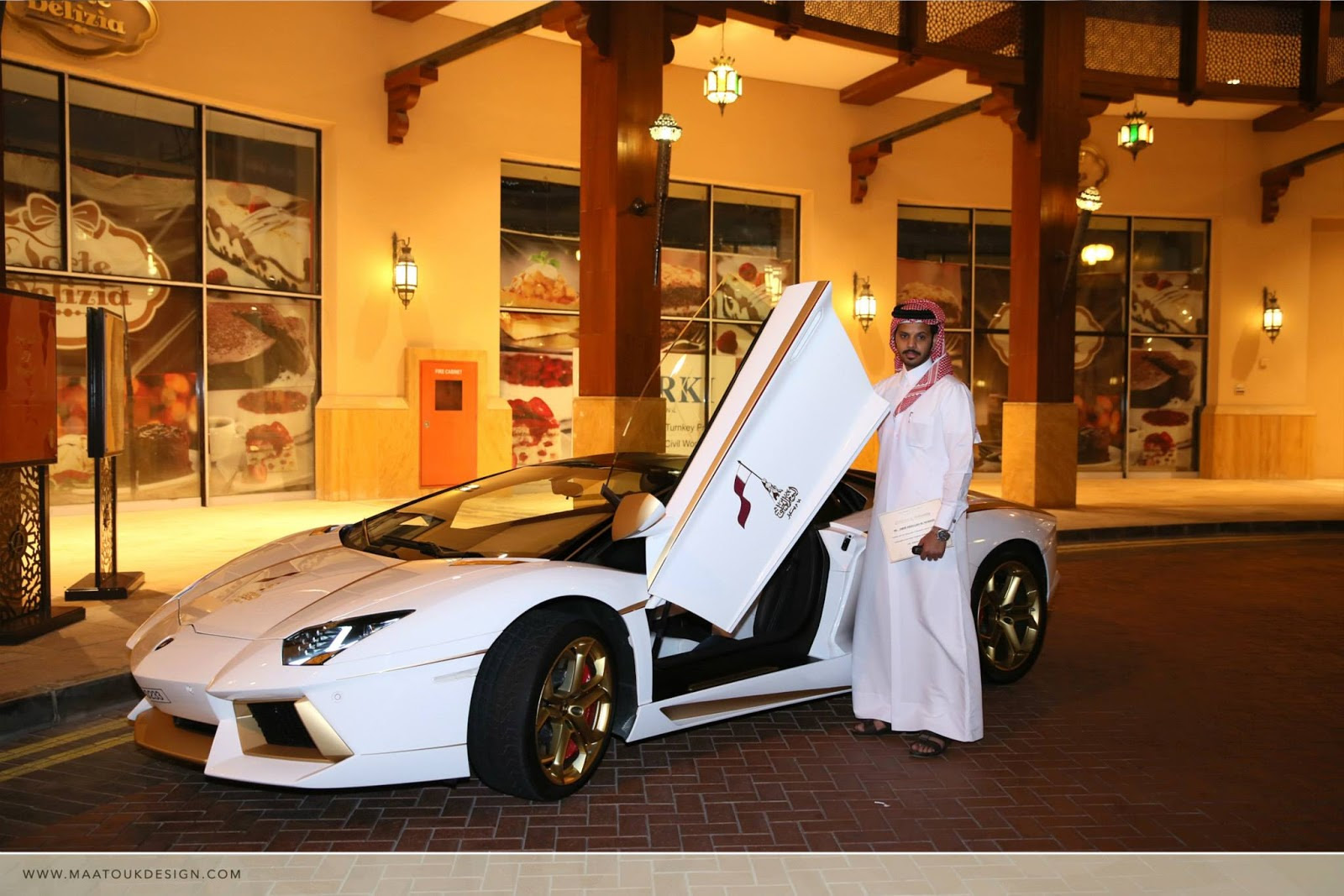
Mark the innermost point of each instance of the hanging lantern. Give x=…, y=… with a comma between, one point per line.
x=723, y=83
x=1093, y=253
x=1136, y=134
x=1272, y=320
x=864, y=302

—————

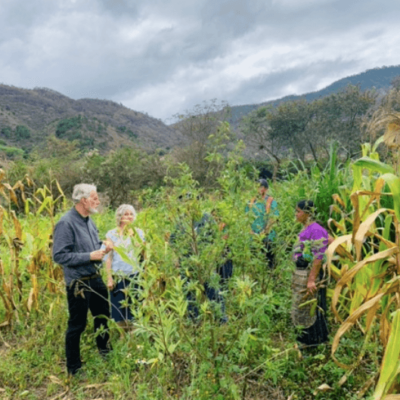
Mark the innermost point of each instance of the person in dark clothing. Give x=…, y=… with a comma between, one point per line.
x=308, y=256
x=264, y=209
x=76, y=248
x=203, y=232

—————

> **Short problem**: Return the lines of the listing unchanged, starting with the line that has "Mark the innermost point of each instance of the hanging" and ending after the line that has "x=864, y=302".

> **Response for this exercise**:
Mark the innermost point of each instance of the hanging lantern. Give x=…, y=… with a comma between, one point per line.
x=723, y=83
x=1093, y=253
x=1136, y=134
x=1272, y=320
x=864, y=302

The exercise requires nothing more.